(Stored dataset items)
═══
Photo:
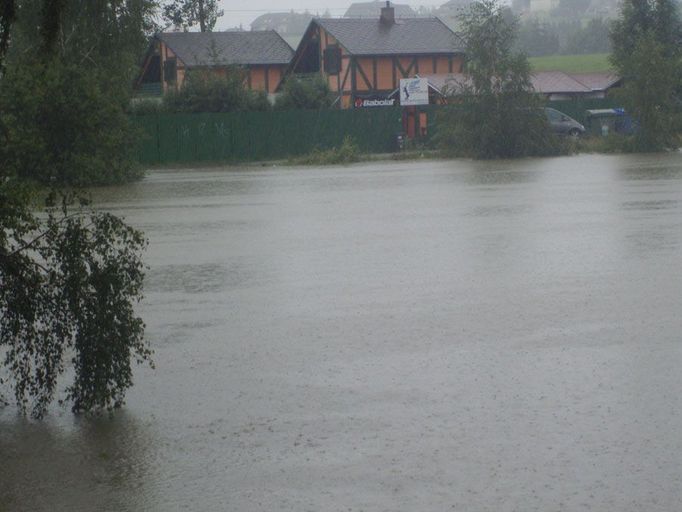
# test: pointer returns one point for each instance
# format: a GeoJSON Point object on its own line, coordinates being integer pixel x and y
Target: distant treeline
{"type": "Point", "coordinates": [567, 37]}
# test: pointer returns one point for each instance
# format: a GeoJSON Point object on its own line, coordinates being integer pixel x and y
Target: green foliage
{"type": "Point", "coordinates": [497, 114]}
{"type": "Point", "coordinates": [63, 123]}
{"type": "Point", "coordinates": [538, 38]}
{"type": "Point", "coordinates": [62, 106]}
{"type": "Point", "coordinates": [305, 92]}
{"type": "Point", "coordinates": [207, 91]}
{"type": "Point", "coordinates": [69, 277]}
{"type": "Point", "coordinates": [68, 283]}
{"type": "Point", "coordinates": [187, 13]}
{"type": "Point", "coordinates": [646, 52]}
{"type": "Point", "coordinates": [572, 63]}
{"type": "Point", "coordinates": [347, 153]}
{"type": "Point", "coordinates": [591, 39]}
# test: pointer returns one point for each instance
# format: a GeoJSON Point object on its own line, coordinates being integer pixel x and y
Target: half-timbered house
{"type": "Point", "coordinates": [263, 56]}
{"type": "Point", "coordinates": [363, 60]}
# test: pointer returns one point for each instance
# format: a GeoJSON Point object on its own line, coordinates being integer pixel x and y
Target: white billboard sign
{"type": "Point", "coordinates": [414, 91]}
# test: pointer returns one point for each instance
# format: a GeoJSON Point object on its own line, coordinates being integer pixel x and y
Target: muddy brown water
{"type": "Point", "coordinates": [416, 336]}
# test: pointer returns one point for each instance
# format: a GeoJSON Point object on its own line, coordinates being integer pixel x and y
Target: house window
{"type": "Point", "coordinates": [170, 70]}
{"type": "Point", "coordinates": [332, 60]}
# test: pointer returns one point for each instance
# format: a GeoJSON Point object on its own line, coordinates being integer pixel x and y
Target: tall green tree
{"type": "Point", "coordinates": [188, 13]}
{"type": "Point", "coordinates": [69, 275]}
{"type": "Point", "coordinates": [495, 112]}
{"type": "Point", "coordinates": [646, 52]}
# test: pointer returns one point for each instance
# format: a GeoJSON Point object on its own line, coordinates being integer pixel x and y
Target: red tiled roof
{"type": "Point", "coordinates": [597, 81]}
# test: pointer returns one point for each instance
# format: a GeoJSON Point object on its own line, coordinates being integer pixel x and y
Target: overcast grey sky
{"type": "Point", "coordinates": [245, 11]}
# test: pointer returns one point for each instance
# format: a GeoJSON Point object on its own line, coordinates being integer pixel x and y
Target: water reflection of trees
{"type": "Point", "coordinates": [93, 464]}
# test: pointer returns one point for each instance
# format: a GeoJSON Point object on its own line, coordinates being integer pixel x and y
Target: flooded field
{"type": "Point", "coordinates": [414, 336]}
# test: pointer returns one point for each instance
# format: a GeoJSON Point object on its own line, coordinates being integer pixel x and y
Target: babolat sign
{"type": "Point", "coordinates": [374, 101]}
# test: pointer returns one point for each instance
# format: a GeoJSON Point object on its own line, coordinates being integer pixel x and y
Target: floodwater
{"type": "Point", "coordinates": [417, 336]}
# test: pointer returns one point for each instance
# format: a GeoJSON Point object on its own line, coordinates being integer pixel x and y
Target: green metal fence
{"type": "Point", "coordinates": [254, 136]}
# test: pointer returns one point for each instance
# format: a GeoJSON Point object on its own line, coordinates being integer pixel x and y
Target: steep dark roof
{"type": "Point", "coordinates": [373, 10]}
{"type": "Point", "coordinates": [228, 48]}
{"type": "Point", "coordinates": [407, 36]}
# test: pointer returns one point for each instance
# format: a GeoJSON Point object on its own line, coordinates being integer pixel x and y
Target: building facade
{"type": "Point", "coordinates": [363, 60]}
{"type": "Point", "coordinates": [262, 56]}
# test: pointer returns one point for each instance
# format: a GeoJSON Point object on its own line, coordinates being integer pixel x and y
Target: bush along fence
{"type": "Point", "coordinates": [258, 136]}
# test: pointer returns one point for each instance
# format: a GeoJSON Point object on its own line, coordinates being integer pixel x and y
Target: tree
{"type": "Point", "coordinates": [305, 92]}
{"type": "Point", "coordinates": [187, 13]}
{"type": "Point", "coordinates": [66, 88]}
{"type": "Point", "coordinates": [646, 53]}
{"type": "Point", "coordinates": [69, 276]}
{"type": "Point", "coordinates": [593, 38]}
{"type": "Point", "coordinates": [496, 113]}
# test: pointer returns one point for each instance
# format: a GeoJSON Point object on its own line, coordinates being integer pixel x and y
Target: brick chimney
{"type": "Point", "coordinates": [387, 14]}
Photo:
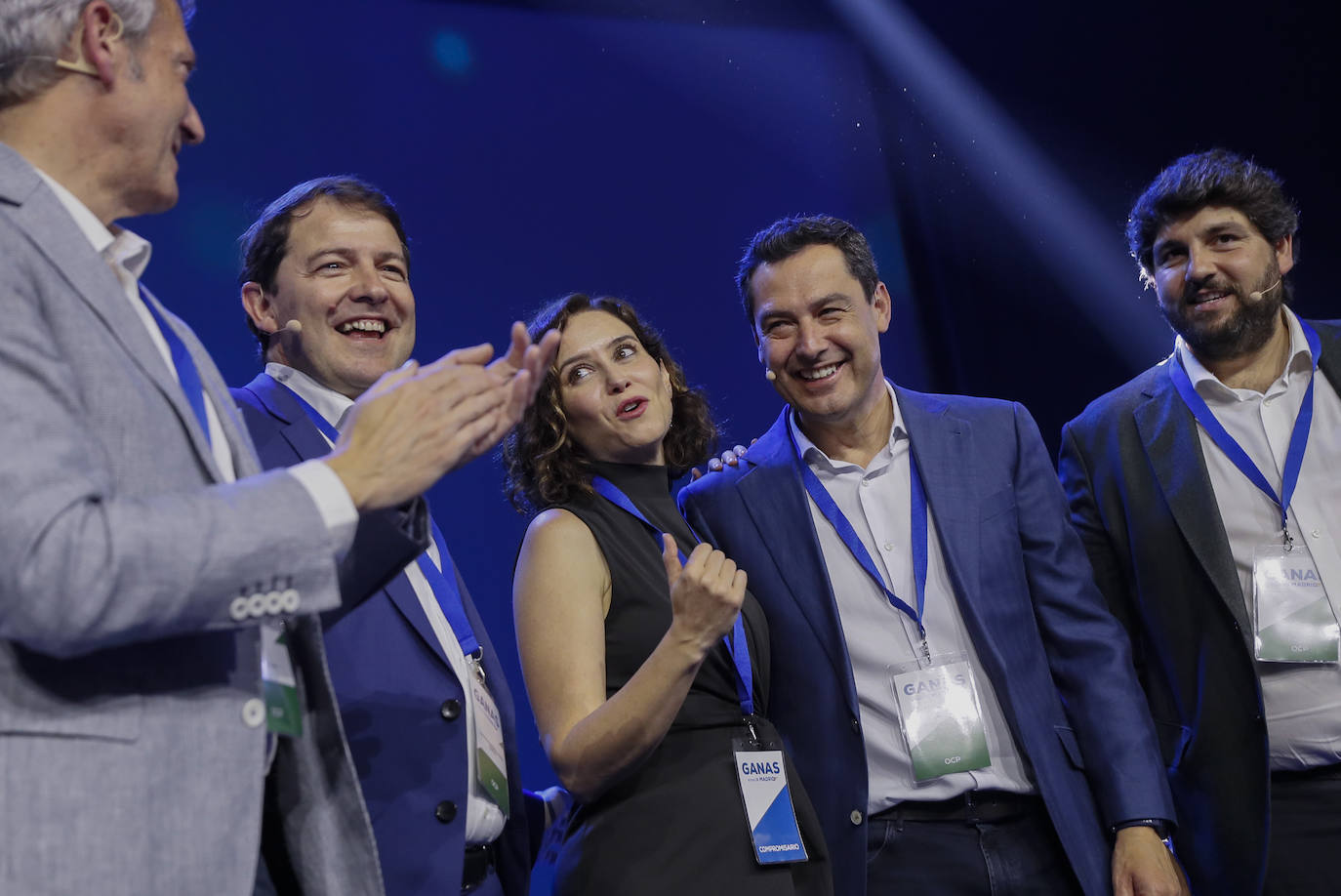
═══
• _Work to do_
Pick out every line of the entries above that contains the word "roof", and copy each one.

• _The result_
Target: red tiled roof
Target: steep dark roof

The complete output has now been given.